Assignment 1 = From the Lewisville Lake drowning article, reproduce the passage starting with "Applon’s family started" and going on through "are still pending.".
Assignment 2 = Translate this sentence from the Lewisville Lake drowning article into Spanish: "The Tarrant County Medical Examiner’s Office lists Derrick Applon’s official cause of death as drowning."
Assignment 3 = Condense the paragraph of the Lewisville Lake drowning article that begins "Sometime around 3:36 p.m. Tuesday" into one or two sentences, keeping its main facts.

Source passage =
::::::::

Derrick Applon’s dad was one of the first people to spot his body.
Mike Applon was riding on a bass-fishing boat with two close colleagues Tuesday afternoon around the Hidden Cove Park area of Lewisville Lake. His 24-year-old son Derrick had been missing since Sunday afternoon, when it was reported he had gone underwater. The personal watercraft he was on flipped, sending him into the water without a life jacket, state game wardens said.
Sometime around 3:36 p.m. Tuesday, one of the men in the boat noticed something floating near the surface about 30 yards away. Game wardens and Lewisville fire authorities were taking a break from their searching. The men in the boat headed over to the area. What they’d seen floating was Derrick’s body.
His father, it was reported, let out some screams. One of the men on the boat grabbed Mike, and they headed back to shore, dropping off Mike with other family members before heading back out to Derrick. One of the men tied a flotation device around Derrick’s body so it wouldn’t sink back down.
Family and friends on shore had already begun calling 911. Game warden Kyle Allison said the authorities arrived about an hour later, around 4:45 p.m., to recover Derrick’s body from the water.
Game wardens assigned to Denton County say Derrick, a Fort Worth resident, was not wearing a “kill-switch” cord, which is designed to shut off a craft’s engine when a rider falls off.
The Tarrant County Medical Examiner’s Office lists Derrick Applon’s official cause of death as drowning.
Applon’s family started a GoFundMe campaign to raise money toward memorial efforts. The campaign, started by his sister, raised about $1,820 in about two hours. The date and times of services are still pending.
His death came the week before the busy Labor Day holiday weekend. It looms large on the minds of rescue authorities, who say Applon’s death is a reminder of how dangerous lake activities can be. There have been 16 drownings in Denton, Tarrant and Collin counties this summer, said Texas game warden Capt. Cliff Swofford, who covers those areas for the state.
“The drowning victim [who] we just recovered should be an indicator that people should wear a life jacket and wear a kill switch that connects to motors,” Swofford said.

::::::::

Provided data =

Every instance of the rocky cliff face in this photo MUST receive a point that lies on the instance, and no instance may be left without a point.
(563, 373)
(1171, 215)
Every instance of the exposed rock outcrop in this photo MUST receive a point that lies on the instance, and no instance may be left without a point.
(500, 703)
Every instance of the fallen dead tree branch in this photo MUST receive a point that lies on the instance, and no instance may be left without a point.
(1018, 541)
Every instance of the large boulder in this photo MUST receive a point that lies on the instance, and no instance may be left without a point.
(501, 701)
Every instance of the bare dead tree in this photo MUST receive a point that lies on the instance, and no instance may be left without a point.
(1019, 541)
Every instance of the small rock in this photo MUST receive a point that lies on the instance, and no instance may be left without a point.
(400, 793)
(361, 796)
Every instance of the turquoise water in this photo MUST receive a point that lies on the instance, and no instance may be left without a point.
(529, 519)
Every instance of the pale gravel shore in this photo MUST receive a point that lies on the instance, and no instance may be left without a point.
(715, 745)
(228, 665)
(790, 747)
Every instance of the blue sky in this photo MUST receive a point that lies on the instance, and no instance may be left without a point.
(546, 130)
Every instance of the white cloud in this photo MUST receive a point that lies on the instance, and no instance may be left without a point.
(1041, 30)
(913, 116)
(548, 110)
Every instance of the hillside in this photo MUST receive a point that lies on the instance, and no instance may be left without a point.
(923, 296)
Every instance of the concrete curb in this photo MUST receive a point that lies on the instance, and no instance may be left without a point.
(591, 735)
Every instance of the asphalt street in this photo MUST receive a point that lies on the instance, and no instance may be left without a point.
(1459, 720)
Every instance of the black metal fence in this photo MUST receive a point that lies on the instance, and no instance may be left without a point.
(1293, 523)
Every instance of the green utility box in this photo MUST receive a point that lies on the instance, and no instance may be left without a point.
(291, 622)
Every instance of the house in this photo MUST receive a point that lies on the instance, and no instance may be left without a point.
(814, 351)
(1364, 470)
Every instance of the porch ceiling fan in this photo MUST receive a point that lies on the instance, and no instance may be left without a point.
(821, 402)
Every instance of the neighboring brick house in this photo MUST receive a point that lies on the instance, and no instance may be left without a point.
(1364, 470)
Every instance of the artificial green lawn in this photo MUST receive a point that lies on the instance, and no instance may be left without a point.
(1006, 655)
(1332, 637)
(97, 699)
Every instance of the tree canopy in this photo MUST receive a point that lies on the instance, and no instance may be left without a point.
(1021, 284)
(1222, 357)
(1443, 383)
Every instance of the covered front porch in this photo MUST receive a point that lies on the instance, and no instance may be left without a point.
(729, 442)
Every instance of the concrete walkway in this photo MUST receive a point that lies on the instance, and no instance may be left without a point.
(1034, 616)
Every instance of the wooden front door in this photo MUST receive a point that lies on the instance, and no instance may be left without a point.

::::::::

Solution 1 =
Applon’s family started a GoFundMe campaign to raise money toward memorial efforts. The campaign, started by his sister, raised about $1,820 in about two hours. The date and times of services are still pending.

Solution 2 = La Oficina del Médico Forense del Condado de Tarrant registra el ahogamiento como la causa oficial de la muerte de Derrick Applon.

Solution 3 = Around 3:36 p.m. Tuesday, game wardens and Lewisville fire authorities were taking a break from searching. During that break, one of the men in the boat noticed something floating near the surface about 30 yards away, and when the men went over, they found it was Derrick’s body.